TASK DIRECTIONS. Count the lines in the entries below that contain the string "path", where uppercase and lowercase letters count as different, and give only that number.

+++

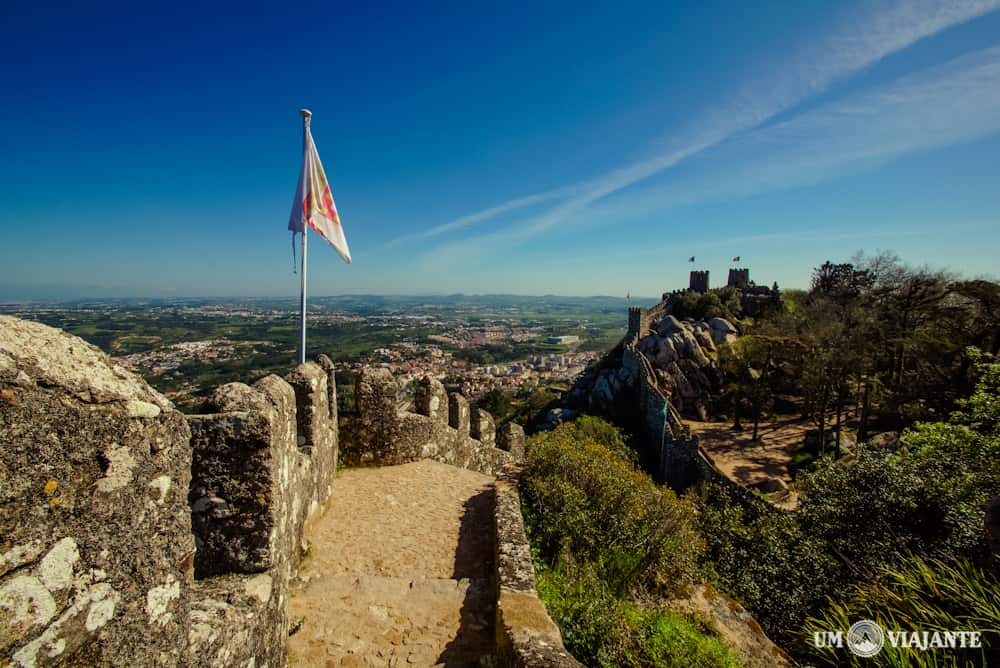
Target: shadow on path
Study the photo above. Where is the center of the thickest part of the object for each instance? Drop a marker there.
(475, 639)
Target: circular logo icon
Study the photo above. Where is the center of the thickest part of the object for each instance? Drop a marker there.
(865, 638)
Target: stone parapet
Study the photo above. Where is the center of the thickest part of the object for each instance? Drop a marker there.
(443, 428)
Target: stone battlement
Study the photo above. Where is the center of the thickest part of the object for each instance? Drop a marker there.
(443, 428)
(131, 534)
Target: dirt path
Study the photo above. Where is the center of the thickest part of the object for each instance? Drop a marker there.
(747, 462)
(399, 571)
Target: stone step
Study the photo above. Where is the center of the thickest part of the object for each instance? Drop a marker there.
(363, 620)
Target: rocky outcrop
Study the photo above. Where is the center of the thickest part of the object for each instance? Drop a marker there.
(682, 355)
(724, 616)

+++

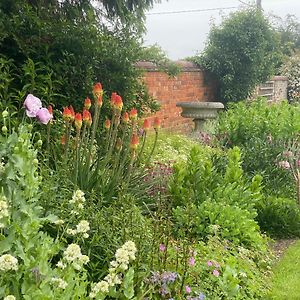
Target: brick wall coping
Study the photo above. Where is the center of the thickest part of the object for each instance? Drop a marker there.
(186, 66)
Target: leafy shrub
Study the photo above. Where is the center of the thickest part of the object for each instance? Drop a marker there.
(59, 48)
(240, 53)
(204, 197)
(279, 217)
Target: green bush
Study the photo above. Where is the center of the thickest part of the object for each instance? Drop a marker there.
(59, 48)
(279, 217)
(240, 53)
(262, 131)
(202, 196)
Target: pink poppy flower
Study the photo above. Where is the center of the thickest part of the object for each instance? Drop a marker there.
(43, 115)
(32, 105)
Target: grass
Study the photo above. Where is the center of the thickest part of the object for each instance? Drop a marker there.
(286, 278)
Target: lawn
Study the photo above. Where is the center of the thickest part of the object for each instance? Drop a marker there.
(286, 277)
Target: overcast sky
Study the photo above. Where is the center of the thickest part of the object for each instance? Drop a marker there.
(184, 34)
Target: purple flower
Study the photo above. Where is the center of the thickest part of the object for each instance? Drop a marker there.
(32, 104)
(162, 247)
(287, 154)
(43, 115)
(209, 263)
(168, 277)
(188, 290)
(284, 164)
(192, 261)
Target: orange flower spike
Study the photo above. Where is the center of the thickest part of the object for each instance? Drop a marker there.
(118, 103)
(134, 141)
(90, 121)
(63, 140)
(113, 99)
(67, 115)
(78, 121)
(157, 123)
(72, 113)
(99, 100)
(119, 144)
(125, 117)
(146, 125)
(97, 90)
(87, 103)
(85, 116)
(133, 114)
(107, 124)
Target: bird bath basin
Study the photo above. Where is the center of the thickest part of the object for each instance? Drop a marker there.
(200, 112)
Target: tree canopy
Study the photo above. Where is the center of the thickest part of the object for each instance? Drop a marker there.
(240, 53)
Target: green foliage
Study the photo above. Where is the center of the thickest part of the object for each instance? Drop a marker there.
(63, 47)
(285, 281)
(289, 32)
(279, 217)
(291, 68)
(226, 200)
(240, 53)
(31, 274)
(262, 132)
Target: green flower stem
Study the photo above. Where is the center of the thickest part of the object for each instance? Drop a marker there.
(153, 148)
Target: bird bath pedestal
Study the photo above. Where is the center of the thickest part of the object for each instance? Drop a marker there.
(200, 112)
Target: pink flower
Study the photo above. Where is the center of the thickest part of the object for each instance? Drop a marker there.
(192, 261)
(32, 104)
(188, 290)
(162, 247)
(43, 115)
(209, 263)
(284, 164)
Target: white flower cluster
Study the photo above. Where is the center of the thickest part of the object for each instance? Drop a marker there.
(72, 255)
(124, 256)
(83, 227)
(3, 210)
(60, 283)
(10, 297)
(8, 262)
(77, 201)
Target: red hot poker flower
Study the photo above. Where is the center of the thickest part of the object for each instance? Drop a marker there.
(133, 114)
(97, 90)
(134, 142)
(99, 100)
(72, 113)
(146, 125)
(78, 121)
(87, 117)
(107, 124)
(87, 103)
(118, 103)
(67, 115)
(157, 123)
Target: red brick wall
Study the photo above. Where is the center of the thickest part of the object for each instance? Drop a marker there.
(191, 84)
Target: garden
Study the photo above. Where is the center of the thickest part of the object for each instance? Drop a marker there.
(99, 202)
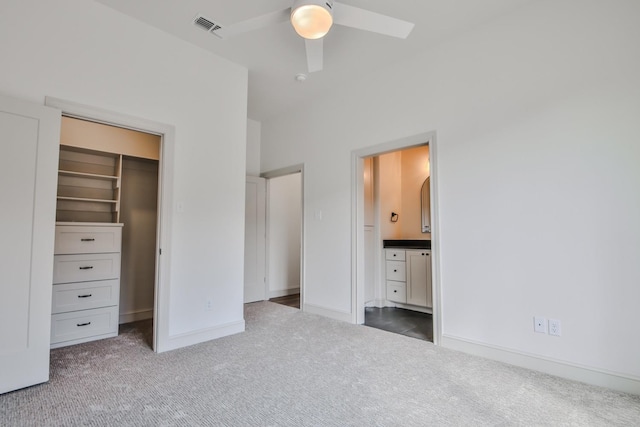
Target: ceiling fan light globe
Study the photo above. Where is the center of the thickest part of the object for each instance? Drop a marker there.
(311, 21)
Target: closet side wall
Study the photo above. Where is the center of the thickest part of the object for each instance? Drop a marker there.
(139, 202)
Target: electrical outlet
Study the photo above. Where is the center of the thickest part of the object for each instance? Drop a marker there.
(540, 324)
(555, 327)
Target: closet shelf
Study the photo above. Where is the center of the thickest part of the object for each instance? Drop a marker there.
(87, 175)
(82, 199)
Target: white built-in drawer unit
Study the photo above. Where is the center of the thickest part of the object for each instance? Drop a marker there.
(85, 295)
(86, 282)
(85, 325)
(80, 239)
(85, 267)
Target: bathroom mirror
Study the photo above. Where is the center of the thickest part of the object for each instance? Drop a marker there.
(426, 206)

+++

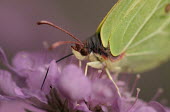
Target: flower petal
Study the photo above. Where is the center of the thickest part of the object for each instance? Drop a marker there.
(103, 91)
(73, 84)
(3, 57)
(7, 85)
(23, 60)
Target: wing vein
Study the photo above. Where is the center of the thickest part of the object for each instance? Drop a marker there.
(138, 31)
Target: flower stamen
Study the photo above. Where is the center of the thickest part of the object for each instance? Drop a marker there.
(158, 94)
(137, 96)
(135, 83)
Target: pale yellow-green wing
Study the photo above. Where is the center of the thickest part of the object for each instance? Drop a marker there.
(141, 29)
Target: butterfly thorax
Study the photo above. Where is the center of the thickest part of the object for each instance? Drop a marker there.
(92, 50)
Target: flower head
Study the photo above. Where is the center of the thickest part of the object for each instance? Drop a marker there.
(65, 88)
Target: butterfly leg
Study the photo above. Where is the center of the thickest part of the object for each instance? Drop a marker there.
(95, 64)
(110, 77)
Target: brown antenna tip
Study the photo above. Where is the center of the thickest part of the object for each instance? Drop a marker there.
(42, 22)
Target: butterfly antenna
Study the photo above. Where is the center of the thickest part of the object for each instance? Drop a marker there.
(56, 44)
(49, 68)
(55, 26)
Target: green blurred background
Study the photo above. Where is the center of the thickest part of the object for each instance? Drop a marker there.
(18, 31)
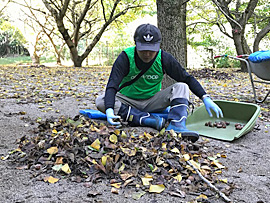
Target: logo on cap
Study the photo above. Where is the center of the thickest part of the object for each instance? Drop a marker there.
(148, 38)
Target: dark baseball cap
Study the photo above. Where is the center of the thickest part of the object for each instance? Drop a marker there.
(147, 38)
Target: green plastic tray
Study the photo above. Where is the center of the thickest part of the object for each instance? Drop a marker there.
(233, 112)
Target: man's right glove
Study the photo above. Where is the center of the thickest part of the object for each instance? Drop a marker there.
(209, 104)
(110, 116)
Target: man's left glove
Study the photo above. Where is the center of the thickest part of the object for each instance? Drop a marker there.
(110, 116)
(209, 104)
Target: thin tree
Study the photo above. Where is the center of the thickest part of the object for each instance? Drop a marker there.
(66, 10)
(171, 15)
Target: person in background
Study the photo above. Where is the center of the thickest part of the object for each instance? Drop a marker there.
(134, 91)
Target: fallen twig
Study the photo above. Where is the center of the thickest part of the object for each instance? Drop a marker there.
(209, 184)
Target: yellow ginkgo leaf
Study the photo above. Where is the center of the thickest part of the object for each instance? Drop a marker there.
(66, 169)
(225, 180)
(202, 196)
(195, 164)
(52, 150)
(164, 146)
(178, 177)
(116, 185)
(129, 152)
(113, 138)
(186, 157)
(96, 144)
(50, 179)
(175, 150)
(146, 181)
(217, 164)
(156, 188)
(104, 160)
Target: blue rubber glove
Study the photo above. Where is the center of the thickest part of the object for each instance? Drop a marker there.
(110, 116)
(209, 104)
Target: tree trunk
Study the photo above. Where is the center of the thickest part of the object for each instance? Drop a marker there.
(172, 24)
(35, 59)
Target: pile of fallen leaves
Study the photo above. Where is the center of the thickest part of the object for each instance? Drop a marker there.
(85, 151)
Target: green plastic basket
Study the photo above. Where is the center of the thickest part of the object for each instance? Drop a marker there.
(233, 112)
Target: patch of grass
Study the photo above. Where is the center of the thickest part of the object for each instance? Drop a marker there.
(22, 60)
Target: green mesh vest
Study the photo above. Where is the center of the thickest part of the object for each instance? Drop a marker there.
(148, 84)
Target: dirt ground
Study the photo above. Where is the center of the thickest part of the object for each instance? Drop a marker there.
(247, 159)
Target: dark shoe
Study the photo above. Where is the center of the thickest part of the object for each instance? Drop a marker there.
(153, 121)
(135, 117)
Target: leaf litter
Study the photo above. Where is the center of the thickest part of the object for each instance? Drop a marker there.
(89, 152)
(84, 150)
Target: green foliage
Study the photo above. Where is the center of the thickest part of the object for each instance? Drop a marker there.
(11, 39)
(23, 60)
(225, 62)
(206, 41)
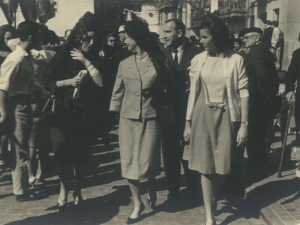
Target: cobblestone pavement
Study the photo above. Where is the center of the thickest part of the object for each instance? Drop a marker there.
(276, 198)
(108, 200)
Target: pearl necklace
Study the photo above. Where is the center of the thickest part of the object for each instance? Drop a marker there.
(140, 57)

+++

TASK RESULT. 2